- [REQUIRED WORK]:
Show every line below that contains the word "building", with case counting.

◇ ◇ ◇ ◇ ◇

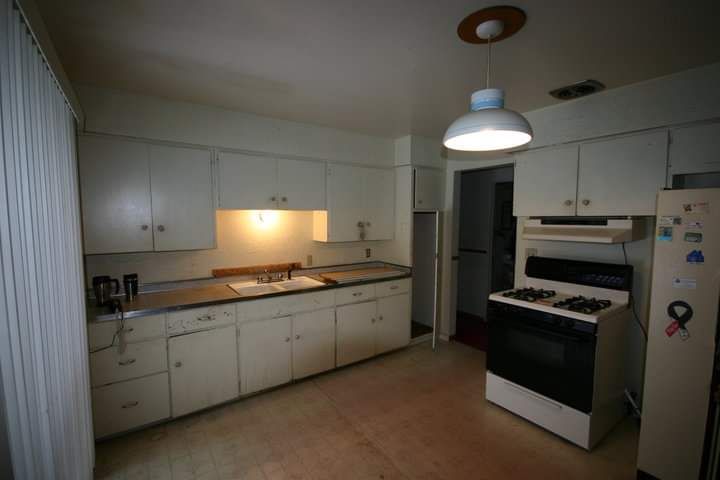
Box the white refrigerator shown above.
[638,188,720,480]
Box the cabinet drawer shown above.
[88,313,165,350]
[92,373,170,438]
[90,338,167,387]
[167,303,235,335]
[335,284,375,305]
[238,290,335,322]
[375,278,410,297]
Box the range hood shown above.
[522,217,644,243]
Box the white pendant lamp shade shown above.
[443,88,533,152]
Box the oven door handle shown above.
[512,321,588,343]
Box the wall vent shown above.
[548,80,605,100]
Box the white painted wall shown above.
[440,63,720,398]
[76,85,412,282]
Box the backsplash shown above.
[85,210,393,283]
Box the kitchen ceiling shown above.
[36,0,720,138]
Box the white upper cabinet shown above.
[218,152,325,210]
[577,131,667,216]
[277,158,325,210]
[669,123,720,176]
[513,145,578,217]
[79,136,215,254]
[313,165,395,242]
[168,325,239,417]
[218,152,278,210]
[513,131,667,217]
[413,168,445,210]
[361,168,395,240]
[150,145,215,251]
[78,136,153,254]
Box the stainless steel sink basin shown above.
[228,277,324,297]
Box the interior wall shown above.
[85,210,400,283]
[76,85,412,282]
[457,167,513,318]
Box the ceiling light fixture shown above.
[443,6,533,152]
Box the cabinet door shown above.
[576,131,667,216]
[413,168,445,210]
[375,294,410,354]
[150,145,215,251]
[293,308,335,378]
[363,168,395,240]
[218,152,278,210]
[278,159,325,210]
[327,165,365,242]
[168,326,238,417]
[335,301,377,367]
[669,123,720,175]
[78,136,153,254]
[513,146,578,217]
[238,316,292,394]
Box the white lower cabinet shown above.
[292,308,335,379]
[168,325,238,417]
[238,316,292,395]
[336,301,377,367]
[375,294,410,354]
[92,372,170,438]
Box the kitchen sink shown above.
[228,277,325,297]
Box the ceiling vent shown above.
[548,80,605,100]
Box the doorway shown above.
[453,167,516,351]
[410,211,440,342]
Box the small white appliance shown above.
[485,257,633,450]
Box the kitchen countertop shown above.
[87,264,412,322]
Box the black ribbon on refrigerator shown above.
[668,300,693,333]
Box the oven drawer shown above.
[92,372,170,438]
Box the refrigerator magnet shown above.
[657,226,672,242]
[686,250,705,265]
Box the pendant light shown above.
[443,7,533,152]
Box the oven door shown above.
[487,301,596,413]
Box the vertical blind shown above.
[0,0,94,479]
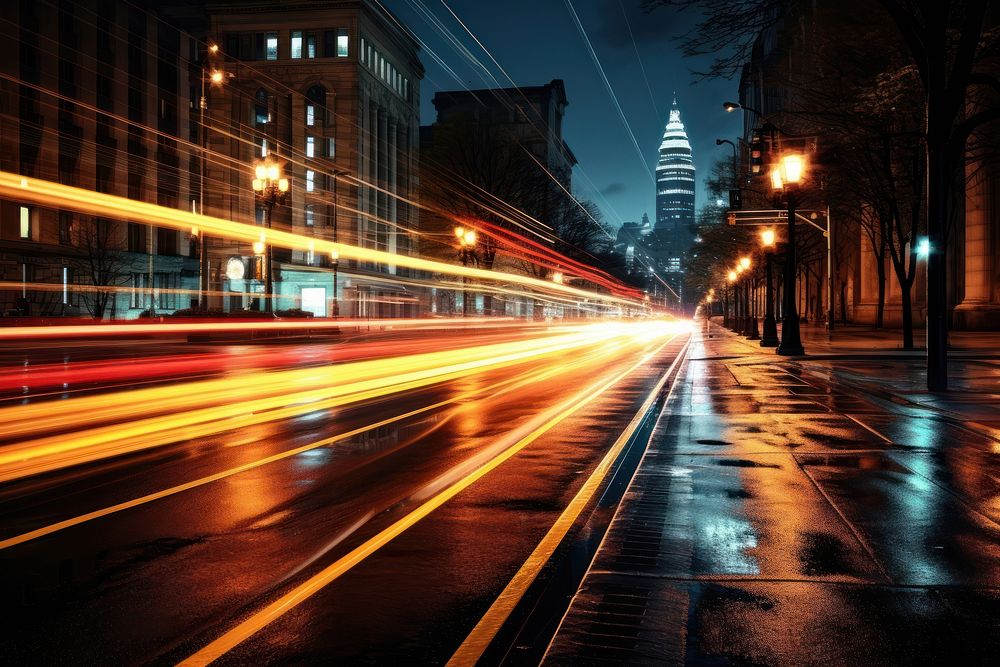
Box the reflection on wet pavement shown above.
[546,328,1000,665]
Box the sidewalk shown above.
[545,326,1000,665]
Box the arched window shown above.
[253,88,271,126]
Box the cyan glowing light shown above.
[917,236,931,257]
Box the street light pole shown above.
[771,154,805,355]
[760,229,781,347]
[715,139,740,188]
[198,44,225,311]
[330,169,347,317]
[455,227,476,317]
[253,159,288,313]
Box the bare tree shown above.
[73,218,130,320]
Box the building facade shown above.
[205,0,423,317]
[434,79,576,191]
[0,0,423,318]
[0,0,198,318]
[649,97,695,307]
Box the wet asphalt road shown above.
[544,334,1000,666]
[0,332,679,664]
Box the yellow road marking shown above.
[448,339,687,666]
[179,335,676,666]
[0,350,591,551]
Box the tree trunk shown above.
[840,280,847,323]
[899,281,913,350]
[875,262,885,329]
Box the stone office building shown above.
[0,0,423,318]
[0,0,198,318]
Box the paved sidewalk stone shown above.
[545,326,1000,665]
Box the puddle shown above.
[715,459,781,468]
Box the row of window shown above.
[361,37,410,100]
[226,28,351,60]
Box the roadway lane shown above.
[0,324,680,663]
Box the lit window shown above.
[337,28,349,58]
[21,206,31,239]
[63,266,73,306]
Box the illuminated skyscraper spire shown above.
[656,94,695,235]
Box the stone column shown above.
[954,152,1000,329]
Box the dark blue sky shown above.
[383,0,740,227]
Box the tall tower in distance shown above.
[653,96,695,273]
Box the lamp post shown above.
[253,159,288,313]
[746,258,760,340]
[715,139,740,188]
[197,44,226,311]
[725,271,738,331]
[455,227,476,317]
[771,153,806,355]
[760,229,780,347]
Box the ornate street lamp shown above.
[760,229,781,347]
[740,257,760,340]
[191,44,233,310]
[253,159,289,313]
[723,271,737,330]
[771,153,806,355]
[455,227,476,317]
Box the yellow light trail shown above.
[0,348,608,550]
[179,340,669,667]
[0,171,645,308]
[447,341,688,667]
[0,313,524,341]
[0,322,670,481]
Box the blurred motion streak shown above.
[0,321,678,481]
[0,171,642,306]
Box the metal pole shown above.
[264,198,274,313]
[198,63,208,311]
[778,192,805,355]
[826,204,836,334]
[462,248,469,317]
[747,277,760,340]
[332,171,340,317]
[760,252,780,347]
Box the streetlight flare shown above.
[771,167,785,190]
[781,153,806,185]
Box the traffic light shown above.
[729,188,743,211]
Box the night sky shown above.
[383,0,741,227]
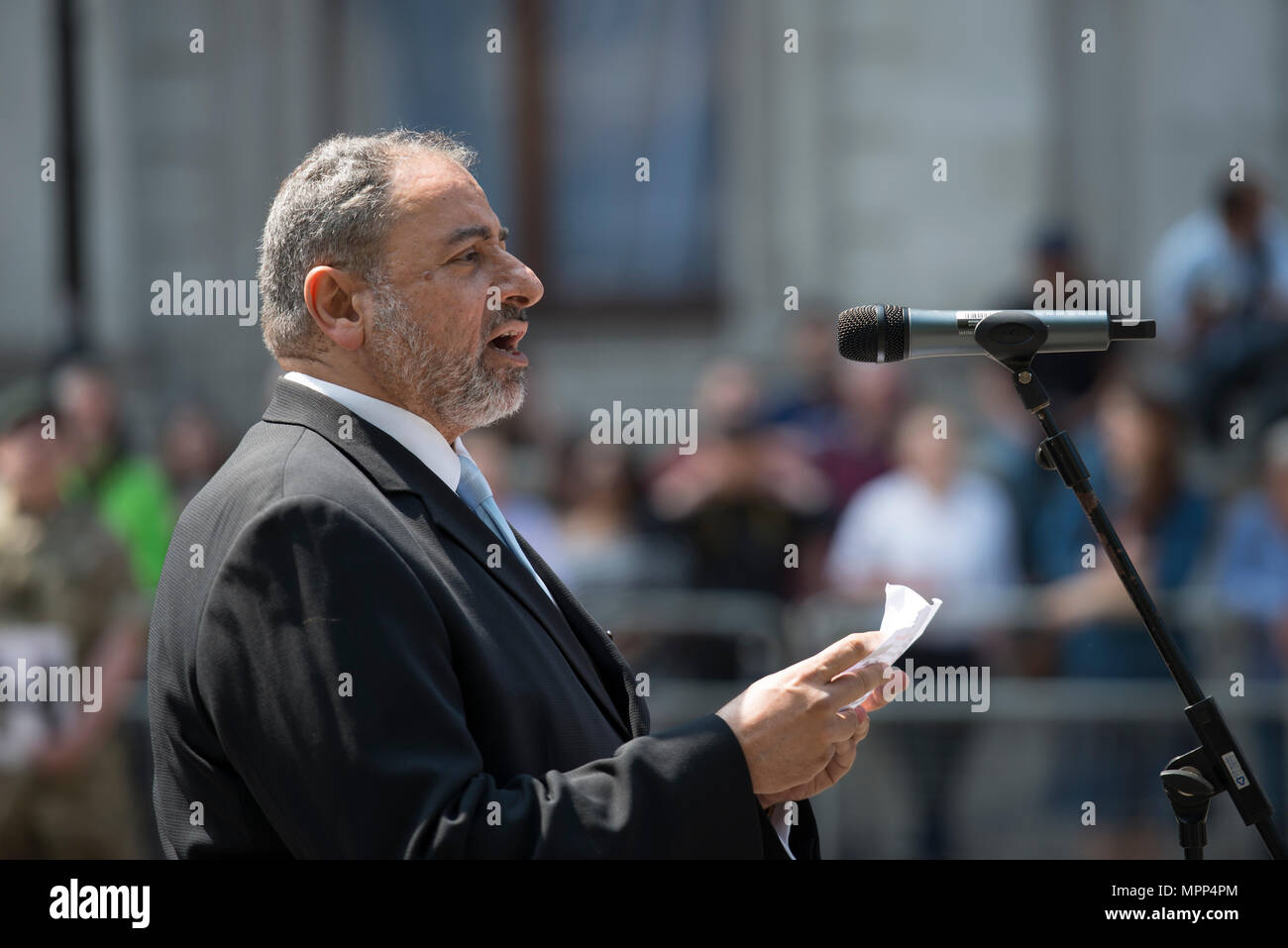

◇ ◇ ◇ ◇ ◇

- [FINAL RESULT]:
Box the building facade shown above.
Box the stone office building shown above.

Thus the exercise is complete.